## [PROVIDED TEXT]
#####
Re: [PATCH] block: support zone append bvecs

Damien Le Moal <Damien.LeMoal@xxxxxxx> · Wed, 24 Mar 2021 10:22:36 +0000

On 2021/03/24 19:09, Johannes Thumshirn wrote:
> On 24/03/2021 08:13, Johannes Thumshirn wrote:
>> On 24/03/2021 08:11, Christoph Hellwig wrote:
>>> On Wed, Mar 24, 2021 at 07:07:27AM +0000, Johannes Thumshirn wrote:
>>>>>>  	if (iov_iter_is_bvec(iter)) {
>>>>>> -		if (WARN_ON_ONCE(bio_op(bio) == REQ_OP_ZONE_APPEND))
>>>>>> -			return -EINVAL;
>>>>>> +		if (bio_op(bio) == REQ_OP_ZONE_APPEND) {
>>>>>> +			struct request_queue *q = bio->bi_bdev->bd_disk->queue;
>>>>>> +			unsigned int max_append =
>>>>>> +				queue_max_zone_append_sectors(q) << 9;
>>>>>> +
>>>>>> +			if (WARN_ON_ONCE(iter->count > max_append))
>>>>>> +				return -EINVAL;
>>>>>> +		}
>>>>>
>>>>> That is not correct.  bio_iov_iter_get_pages just fills the bio as far
>>>>> as we can, and then returns 0 for the next call to continue.  Basically
>>>>> what you want here is a partial version of bio_iov_bvec_set.
#####
## [PROBLEMS]
1. In the patch discussion, translate this sentence into Spanish: "Basically what you want here is a partial version of bio_iov_bvec_set."
2. Name every person mentioned in the patch discussion.
3. From the patch discussion, repeat word for word the part that begins at the words "On 2021/03/24 19:09, Johannes" and stops after "(WARN_ON_ONCE(iter->count > max_append))".

## [PROVIDED MATERIAL]
#####
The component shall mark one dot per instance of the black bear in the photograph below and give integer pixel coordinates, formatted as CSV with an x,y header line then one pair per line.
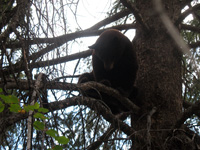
#####
## [IN RESPONSE]
1. Básicamente, lo que quieres aquí es una versión parcial de bio_iov_bvec_set.

2.
Damien Le Moal
Johannes Thumshirn
Christoph Hellwig

3.
On 2021/03/24 19:09, Johannes Thumshirn wrote:
> On 24/03/2021 08:13, Johannes Thumshirn wrote:
>> On 24/03/2021 08:11, Christoph Hellwig wrote:
>>> On Wed, Mar 24, 2021 at 07:07:27AM +0000, Johannes Thumshirn wrote:
>>>>>>  	if (iov_iter_is_bvec(iter)) {
>>>>>> -		if (WARN_ON_ONCE(bio_op(bio) == REQ_OP_ZONE_APPEND))
>>>>>> -			return -EINVAL;
>>>>>> +		if (bio_op(bio) == REQ_OP_ZONE_APPEND) {
>>>>>> +			struct request_queue *q = bio->bi_bdev->bd_disk->queue;
>>>>>> +			unsigned int max_append =
>>>>>> +				queue_max_zone_append_sectors(q) << 9;
>>>>>> +
>>>>>> +			if (WARN_ON_ONCE(iter->count > max_append))